TASK OBJECTIVE → Copy down all of the data underneath, exactly as shown.

Records from a dataset →
○ ○ ○

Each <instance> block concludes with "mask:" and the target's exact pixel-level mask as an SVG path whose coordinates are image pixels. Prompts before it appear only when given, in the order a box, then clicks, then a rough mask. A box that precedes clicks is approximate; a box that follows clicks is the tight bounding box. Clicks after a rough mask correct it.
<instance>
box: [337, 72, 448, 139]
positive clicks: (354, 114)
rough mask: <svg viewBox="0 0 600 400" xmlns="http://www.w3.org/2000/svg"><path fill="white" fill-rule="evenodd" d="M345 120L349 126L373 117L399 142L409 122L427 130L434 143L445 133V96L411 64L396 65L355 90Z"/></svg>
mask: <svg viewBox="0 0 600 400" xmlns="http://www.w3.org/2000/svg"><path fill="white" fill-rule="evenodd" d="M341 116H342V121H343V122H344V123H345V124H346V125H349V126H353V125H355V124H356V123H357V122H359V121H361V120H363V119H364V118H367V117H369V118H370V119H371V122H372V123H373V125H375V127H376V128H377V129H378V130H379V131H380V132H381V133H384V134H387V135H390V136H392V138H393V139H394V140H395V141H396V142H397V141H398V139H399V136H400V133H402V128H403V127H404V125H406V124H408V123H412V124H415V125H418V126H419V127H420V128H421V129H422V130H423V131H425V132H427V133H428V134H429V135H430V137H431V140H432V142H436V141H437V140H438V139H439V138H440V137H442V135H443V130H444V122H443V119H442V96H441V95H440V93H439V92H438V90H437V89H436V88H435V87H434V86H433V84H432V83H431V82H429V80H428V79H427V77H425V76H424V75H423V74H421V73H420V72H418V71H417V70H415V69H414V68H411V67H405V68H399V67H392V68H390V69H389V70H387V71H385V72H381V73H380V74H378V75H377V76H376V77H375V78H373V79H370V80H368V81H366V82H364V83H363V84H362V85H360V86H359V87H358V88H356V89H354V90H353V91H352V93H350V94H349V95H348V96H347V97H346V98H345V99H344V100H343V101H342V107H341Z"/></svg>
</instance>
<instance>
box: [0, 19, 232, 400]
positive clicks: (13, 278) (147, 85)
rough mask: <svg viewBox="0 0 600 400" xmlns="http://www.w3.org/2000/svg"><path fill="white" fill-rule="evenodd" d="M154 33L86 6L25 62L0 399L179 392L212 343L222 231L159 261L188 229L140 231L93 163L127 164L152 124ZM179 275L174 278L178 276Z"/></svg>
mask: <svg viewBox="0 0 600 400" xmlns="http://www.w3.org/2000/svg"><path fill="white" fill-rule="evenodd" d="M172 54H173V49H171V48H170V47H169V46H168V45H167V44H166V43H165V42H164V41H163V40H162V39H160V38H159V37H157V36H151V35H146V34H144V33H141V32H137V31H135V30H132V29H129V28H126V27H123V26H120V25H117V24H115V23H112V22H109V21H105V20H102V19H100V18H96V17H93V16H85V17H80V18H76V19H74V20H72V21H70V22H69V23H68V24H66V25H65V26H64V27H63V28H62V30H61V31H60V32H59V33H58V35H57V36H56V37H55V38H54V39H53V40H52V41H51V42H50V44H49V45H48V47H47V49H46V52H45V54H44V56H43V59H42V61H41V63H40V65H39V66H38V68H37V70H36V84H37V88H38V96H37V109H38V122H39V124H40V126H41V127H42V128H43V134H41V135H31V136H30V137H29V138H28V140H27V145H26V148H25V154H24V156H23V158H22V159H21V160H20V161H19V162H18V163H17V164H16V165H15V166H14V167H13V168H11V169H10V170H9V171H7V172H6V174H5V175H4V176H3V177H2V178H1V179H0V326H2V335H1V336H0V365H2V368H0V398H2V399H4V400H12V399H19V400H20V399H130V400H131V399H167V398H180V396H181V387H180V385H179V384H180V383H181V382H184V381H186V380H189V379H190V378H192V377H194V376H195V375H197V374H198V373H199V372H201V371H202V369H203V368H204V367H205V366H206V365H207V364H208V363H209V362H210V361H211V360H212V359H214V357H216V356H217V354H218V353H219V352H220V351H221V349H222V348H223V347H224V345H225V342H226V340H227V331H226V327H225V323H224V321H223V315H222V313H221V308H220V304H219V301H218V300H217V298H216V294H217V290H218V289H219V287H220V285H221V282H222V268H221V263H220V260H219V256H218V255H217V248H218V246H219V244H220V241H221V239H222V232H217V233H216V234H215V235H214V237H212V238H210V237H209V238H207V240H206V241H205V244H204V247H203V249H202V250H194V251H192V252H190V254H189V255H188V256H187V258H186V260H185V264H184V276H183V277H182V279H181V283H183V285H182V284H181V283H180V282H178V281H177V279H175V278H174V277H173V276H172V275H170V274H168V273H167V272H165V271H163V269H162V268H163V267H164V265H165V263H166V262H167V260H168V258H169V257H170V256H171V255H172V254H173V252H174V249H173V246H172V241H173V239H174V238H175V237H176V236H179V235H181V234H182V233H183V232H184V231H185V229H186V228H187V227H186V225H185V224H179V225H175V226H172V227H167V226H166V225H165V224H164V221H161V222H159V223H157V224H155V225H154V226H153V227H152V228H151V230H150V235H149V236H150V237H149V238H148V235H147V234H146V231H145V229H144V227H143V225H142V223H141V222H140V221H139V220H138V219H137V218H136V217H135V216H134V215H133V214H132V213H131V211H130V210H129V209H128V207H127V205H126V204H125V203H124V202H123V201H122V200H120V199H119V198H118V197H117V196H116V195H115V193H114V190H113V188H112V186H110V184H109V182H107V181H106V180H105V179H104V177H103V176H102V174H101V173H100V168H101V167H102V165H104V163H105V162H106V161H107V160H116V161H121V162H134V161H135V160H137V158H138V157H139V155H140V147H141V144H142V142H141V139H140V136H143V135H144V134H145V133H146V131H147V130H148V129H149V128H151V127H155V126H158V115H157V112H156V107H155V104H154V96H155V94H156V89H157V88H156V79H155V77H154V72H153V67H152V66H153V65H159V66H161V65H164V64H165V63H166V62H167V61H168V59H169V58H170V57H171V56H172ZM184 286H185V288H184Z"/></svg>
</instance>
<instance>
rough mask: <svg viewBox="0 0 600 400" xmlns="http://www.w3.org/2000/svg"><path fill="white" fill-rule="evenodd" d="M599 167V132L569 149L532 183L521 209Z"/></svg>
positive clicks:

○ ○ ○

EXERCISE RESULT →
Each <instance> block concludes with "mask:" and the target's exact pixel-level mask as an SVG path whose coordinates are image pixels. Prompts before it appear only when given, in the order a box, then clicks, then a rough mask. A box that precedes clicks is approximate; a box that follows clicks is the tight bounding box. Clicks after a rough mask correct it.
<instance>
box: [337, 72, 448, 139]
positive clicks: (354, 114)
rough mask: <svg viewBox="0 0 600 400" xmlns="http://www.w3.org/2000/svg"><path fill="white" fill-rule="evenodd" d="M345 120L349 126L373 117L399 142L409 122L427 130L434 143L445 133V96L411 64L396 65L355 90Z"/></svg>
mask: <svg viewBox="0 0 600 400" xmlns="http://www.w3.org/2000/svg"><path fill="white" fill-rule="evenodd" d="M341 116H342V121H343V122H344V123H345V124H346V125H349V126H353V125H355V124H356V123H357V122H359V121H361V120H363V119H364V118H367V117H369V118H370V119H371V122H372V123H373V125H375V127H376V128H377V129H378V130H379V131H380V132H381V133H384V134H387V135H390V136H392V138H393V139H394V140H395V141H396V142H397V141H398V139H399V136H400V133H402V128H403V127H404V125H406V124H408V123H412V124H415V125H418V126H419V127H420V128H421V129H422V130H423V131H425V132H427V133H428V134H429V135H430V137H431V140H432V142H436V141H437V140H438V139H439V138H440V137H442V135H443V130H444V122H443V119H442V96H441V95H440V93H439V92H438V90H437V89H436V88H435V87H434V86H433V84H432V83H431V82H429V80H428V79H427V77H425V76H424V75H423V74H421V73H420V72H418V71H417V70H415V69H414V68H411V67H405V68H399V67H392V68H390V69H389V70H387V71H385V72H381V73H380V74H378V75H377V76H376V77H375V78H373V79H370V80H368V81H366V82H364V83H363V84H362V85H360V86H359V87H358V88H356V89H354V90H353V91H352V93H350V94H349V95H348V96H347V97H346V98H345V99H344V100H343V101H342V107H341Z"/></svg>
</instance>
<instance>
box: [0, 19, 232, 400]
positive clicks: (13, 278) (147, 85)
rough mask: <svg viewBox="0 0 600 400" xmlns="http://www.w3.org/2000/svg"><path fill="white" fill-rule="evenodd" d="M154 33L86 6L25 62L0 399L179 392L212 343L222 231L159 261L188 229L140 231L93 163L127 164L152 124ZM179 275L174 278L178 276Z"/></svg>
mask: <svg viewBox="0 0 600 400" xmlns="http://www.w3.org/2000/svg"><path fill="white" fill-rule="evenodd" d="M172 54H173V49H171V48H170V47H169V46H168V45H167V44H166V43H165V42H164V41H163V40H162V39H160V38H159V37H157V36H151V35H146V34H144V33H141V32H137V31H135V30H132V29H129V28H126V27H123V26H120V25H117V24H115V23H112V22H109V21H105V20H102V19H100V18H96V17H93V16H85V17H80V18H76V19H74V20H72V21H70V22H69V23H68V24H66V25H65V26H64V27H63V28H62V30H61V31H60V32H59V33H58V35H57V36H56V37H55V38H54V39H53V40H52V41H51V42H50V44H49V45H48V47H47V49H46V52H45V54H44V56H43V59H42V61H41V63H40V65H39V66H38V68H37V70H36V84H37V88H38V96H37V109H38V122H39V124H40V126H41V127H42V128H43V134H41V135H31V136H30V137H29V138H28V140H27V145H26V148H25V154H24V156H23V158H22V159H21V160H20V161H19V162H18V163H17V164H16V165H15V166H14V167H13V168H11V169H10V170H9V171H7V172H6V174H5V175H4V176H3V177H2V178H1V179H0V326H2V335H1V336H0V365H2V368H0V398H2V399H4V400H12V399H19V400H20V399H130V400H131V399H167V398H180V396H181V387H180V385H179V384H180V383H181V382H184V381H186V380H189V379H190V378H192V377H194V376H195V375H197V374H198V373H199V372H201V371H202V369H203V368H204V367H205V366H206V365H207V364H208V363H209V362H210V361H211V360H212V359H214V357H216V356H217V354H218V353H219V352H220V351H221V349H222V348H223V347H224V345H225V342H226V340H227V331H226V327H225V323H224V321H223V315H222V313H221V308H220V304H219V301H218V300H217V298H216V294H217V290H218V289H219V287H220V285H221V282H222V268H221V263H220V260H219V256H218V255H217V248H218V246H219V244H220V241H221V239H222V232H217V233H216V234H215V235H214V237H212V238H210V237H209V238H207V240H206V241H205V244H204V247H203V249H202V250H194V251H192V252H190V254H189V255H188V256H187V258H186V260H185V264H184V276H183V277H182V279H181V283H183V285H182V284H181V283H180V282H178V281H177V279H175V278H174V277H173V276H172V275H170V274H168V273H167V272H165V271H163V269H162V268H163V267H164V265H165V263H166V262H167V260H168V258H169V257H170V256H171V255H172V254H173V252H174V249H173V246H172V241H173V239H174V238H175V237H176V236H179V235H181V234H182V233H183V232H184V231H185V229H186V228H187V227H186V225H185V224H179V225H175V226H172V227H167V226H166V225H165V224H164V221H161V222H159V223H157V224H155V225H154V226H153V227H152V228H151V230H150V235H149V236H150V237H149V238H148V235H147V234H146V231H145V229H144V227H143V225H142V223H141V222H140V221H139V220H138V219H137V218H136V217H135V216H134V215H133V214H132V213H131V211H130V210H129V209H128V207H127V205H126V204H125V203H124V202H123V201H122V200H120V199H119V198H118V197H117V196H116V195H115V193H114V190H113V188H112V186H110V184H109V182H107V181H106V180H105V179H104V177H103V176H102V174H101V173H100V168H101V167H102V165H104V163H105V162H106V161H107V160H116V161H121V162H134V161H135V160H137V158H138V157H139V155H140V147H141V144H142V142H141V139H140V136H143V135H144V134H145V133H146V131H147V130H148V129H149V128H151V127H155V126H158V115H157V112H156V107H155V104H154V96H155V94H156V89H157V88H156V79H155V77H154V72H153V67H152V66H153V65H159V66H161V65H164V64H165V63H166V62H167V61H168V59H169V58H170V57H171V56H172ZM184 286H185V288H184Z"/></svg>
</instance>
<instance>
rough mask: <svg viewBox="0 0 600 400" xmlns="http://www.w3.org/2000/svg"><path fill="white" fill-rule="evenodd" d="M599 167V132L569 149L532 183L521 209Z"/></svg>
positive clicks:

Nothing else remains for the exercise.